*DIRECTIONS FOR THIS TASK*. The full listing, start to finish: write it out again exactly.

*DATASET RECORDS*.
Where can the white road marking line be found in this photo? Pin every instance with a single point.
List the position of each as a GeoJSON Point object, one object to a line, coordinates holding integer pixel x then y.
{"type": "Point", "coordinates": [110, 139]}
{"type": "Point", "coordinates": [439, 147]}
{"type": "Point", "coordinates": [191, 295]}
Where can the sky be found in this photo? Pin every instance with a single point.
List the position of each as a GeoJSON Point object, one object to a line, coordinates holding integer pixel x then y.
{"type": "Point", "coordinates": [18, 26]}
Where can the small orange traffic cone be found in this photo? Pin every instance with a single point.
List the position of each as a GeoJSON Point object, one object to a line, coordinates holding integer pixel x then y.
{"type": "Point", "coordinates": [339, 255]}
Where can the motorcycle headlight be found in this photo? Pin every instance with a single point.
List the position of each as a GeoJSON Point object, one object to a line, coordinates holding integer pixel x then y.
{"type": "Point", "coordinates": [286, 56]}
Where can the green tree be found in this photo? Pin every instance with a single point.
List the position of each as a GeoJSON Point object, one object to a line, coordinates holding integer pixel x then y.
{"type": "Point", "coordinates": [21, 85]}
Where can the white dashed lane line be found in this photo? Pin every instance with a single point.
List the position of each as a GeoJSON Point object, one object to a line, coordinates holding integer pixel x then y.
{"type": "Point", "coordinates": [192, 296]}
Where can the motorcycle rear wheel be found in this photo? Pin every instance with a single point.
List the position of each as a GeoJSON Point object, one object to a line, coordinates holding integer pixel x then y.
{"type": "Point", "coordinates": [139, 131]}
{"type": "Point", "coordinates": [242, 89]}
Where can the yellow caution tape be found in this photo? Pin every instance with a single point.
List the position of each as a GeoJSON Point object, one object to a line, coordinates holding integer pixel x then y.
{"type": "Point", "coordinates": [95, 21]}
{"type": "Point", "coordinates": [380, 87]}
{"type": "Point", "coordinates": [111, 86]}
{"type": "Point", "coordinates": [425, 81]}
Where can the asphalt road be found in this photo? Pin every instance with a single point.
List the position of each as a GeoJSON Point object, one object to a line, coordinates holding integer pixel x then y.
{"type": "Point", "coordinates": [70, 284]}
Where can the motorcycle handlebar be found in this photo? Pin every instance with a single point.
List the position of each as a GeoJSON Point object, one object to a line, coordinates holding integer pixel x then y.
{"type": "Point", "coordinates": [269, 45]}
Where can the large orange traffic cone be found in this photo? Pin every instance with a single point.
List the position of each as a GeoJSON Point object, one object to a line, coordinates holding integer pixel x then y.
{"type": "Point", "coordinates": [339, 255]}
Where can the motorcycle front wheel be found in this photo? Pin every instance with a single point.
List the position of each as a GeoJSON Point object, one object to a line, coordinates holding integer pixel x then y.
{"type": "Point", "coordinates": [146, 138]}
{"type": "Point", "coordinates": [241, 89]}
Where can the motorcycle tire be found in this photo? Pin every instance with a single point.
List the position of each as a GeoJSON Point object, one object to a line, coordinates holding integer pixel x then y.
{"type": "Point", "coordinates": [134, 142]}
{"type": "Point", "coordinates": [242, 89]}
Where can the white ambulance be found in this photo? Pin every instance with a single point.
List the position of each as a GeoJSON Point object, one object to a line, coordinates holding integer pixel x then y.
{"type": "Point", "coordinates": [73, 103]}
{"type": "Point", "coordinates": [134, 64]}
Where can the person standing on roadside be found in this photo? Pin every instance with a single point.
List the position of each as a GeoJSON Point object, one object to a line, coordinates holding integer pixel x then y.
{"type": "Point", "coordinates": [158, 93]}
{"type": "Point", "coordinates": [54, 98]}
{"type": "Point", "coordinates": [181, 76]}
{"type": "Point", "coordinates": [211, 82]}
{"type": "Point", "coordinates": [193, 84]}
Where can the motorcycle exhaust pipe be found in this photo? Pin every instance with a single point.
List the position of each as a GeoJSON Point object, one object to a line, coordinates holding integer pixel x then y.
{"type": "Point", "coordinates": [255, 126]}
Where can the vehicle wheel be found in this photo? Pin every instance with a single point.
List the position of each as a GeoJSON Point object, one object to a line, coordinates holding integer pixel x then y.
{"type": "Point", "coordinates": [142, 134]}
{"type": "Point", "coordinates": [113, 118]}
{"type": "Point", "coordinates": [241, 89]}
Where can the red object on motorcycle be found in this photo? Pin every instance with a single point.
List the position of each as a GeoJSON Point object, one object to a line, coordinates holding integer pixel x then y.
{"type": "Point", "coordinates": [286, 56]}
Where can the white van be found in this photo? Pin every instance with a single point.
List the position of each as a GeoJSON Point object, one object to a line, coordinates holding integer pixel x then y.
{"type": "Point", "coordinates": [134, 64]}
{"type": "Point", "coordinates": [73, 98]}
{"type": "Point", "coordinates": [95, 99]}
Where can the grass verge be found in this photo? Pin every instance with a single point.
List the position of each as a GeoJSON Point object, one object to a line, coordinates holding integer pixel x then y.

*PROBLEM SOLUTION*.
Where can the white road marking line be found in this photo? Pin every instance with a single point.
List the position of each as a GeoJSON Point object, one object to a line, coordinates holding integer pixel x then y.
{"type": "Point", "coordinates": [110, 139]}
{"type": "Point", "coordinates": [439, 147]}
{"type": "Point", "coordinates": [191, 295]}
Where can the sky be found in this photo? Pin every instance with a single point.
List the position of each as a GeoJSON Point object, one object to a line, coordinates holding integer pixel x then y.
{"type": "Point", "coordinates": [18, 26]}
Where can the small orange traffic cone be found in this photo? Pin every instance with a single point.
List the position of each as a GeoJSON Point object, one object to a line, coordinates holding integer pixel x then y.
{"type": "Point", "coordinates": [339, 255]}
Where can the motorcycle headlight be found in this photo? Pin every instance with a single point.
List the position of each as a GeoJSON Point object, one object to a line, coordinates holding integer pixel x then y.
{"type": "Point", "coordinates": [286, 56]}
Where can the green tree be found in this photo? Pin every instance with a single point.
List the position of each as a GeoJSON Point object, one object to a line, coordinates holding integer pixel x then y.
{"type": "Point", "coordinates": [21, 85]}
Where can the white dashed lane line be found in this photo? Pin every instance with a single point.
List the position of each as a GeoJSON Point object, one object to a line, coordinates holding integer pixel x then y.
{"type": "Point", "coordinates": [192, 296]}
Where can the motorcycle rear wheel be found in this photo? Pin every instance with a single point.
List the position of each as a GeoJSON Point object, one object to a line, coordinates holding integer pixel x then y.
{"type": "Point", "coordinates": [139, 131]}
{"type": "Point", "coordinates": [242, 89]}
Where can the yellow caution tape be found in this photo? Pin every instance with a single point.
List the position of each as a GeoJSON Point object, one object to a line, coordinates holding integer pixel x then y.
{"type": "Point", "coordinates": [95, 21]}
{"type": "Point", "coordinates": [380, 87]}
{"type": "Point", "coordinates": [111, 86]}
{"type": "Point", "coordinates": [425, 81]}
Where can the asphalt road be found in this photo? Pin every instance with a single point.
List the position of each as a GeoJSON Point object, one object to a line, coordinates holding integer pixel x then y.
{"type": "Point", "coordinates": [70, 284]}
Where can the motorcycle handlebar be found in this photo? Pin every instance with a single point.
List the position of each as a GeoJSON Point object, one object to a line, coordinates holding integer pixel x then y.
{"type": "Point", "coordinates": [269, 45]}
Where can the large orange traffic cone be found in this photo? Pin every instance with a single point.
List the position of each as a GeoJSON Point object, one object to a line, coordinates holding integer pixel x then y.
{"type": "Point", "coordinates": [339, 255]}
Where can the motorcycle front wheel be found in this photo? Pin every instance with a single point.
List the position of each as a GeoJSON Point object, one object to a line, coordinates holding integer pixel x then y.
{"type": "Point", "coordinates": [146, 138]}
{"type": "Point", "coordinates": [241, 89]}
Where can the motorcycle tire be found in this photo? Pin every instance with a single point.
List the position of each as a GeoJSON Point object, one object to a line, coordinates holding integer pixel x then y.
{"type": "Point", "coordinates": [134, 142]}
{"type": "Point", "coordinates": [242, 89]}
Where can the white ambulance be found in this photo? Pin every instance with a single point.
List the position of each as a GeoJSON Point object, one object to a line, coordinates holding integer pixel x then y.
{"type": "Point", "coordinates": [73, 103]}
{"type": "Point", "coordinates": [134, 64]}
Where can the person standing on roadside be found in this photo? Pin every instance with a single point.
List the position of each as a GeoJSON Point object, one object to a line, coordinates holding integer pixel x then y.
{"type": "Point", "coordinates": [158, 93]}
{"type": "Point", "coordinates": [54, 98]}
{"type": "Point", "coordinates": [181, 76]}
{"type": "Point", "coordinates": [211, 82]}
{"type": "Point", "coordinates": [193, 84]}
Where can the motorcycle exhaust pipe be found in this photo? Pin every instance with a single point.
List the position of each as a GeoJSON Point object, one object to a line, coordinates holding integer pixel x then y.
{"type": "Point", "coordinates": [255, 126]}
Where can the vehicle wheel be found in this photo? Pin every instance with a single point.
List the position of each as a GeoJSON Point object, one object to a line, coordinates holding integer pixel x then y.
{"type": "Point", "coordinates": [142, 134]}
{"type": "Point", "coordinates": [113, 118]}
{"type": "Point", "coordinates": [241, 89]}
Where can the red object on motorcycle be found in this photo? Pin every instance with a single point.
List the position of each as a GeoJSON Point object, one object to a line, coordinates holding integer pixel x then y.
{"type": "Point", "coordinates": [286, 56]}
Where can the white van be found in this photo? Pin every instance with a single point.
List the position of each as a GeoJSON Point object, one object to a line, coordinates holding integer pixel x then y.
{"type": "Point", "coordinates": [134, 64]}
{"type": "Point", "coordinates": [73, 98]}
{"type": "Point", "coordinates": [95, 99]}
Where can the grass verge be found in this photo? Pin every instance with a single point.
List the position of each as a GeoJSON Point object, one object to a line, coordinates holding integer pixel x then y.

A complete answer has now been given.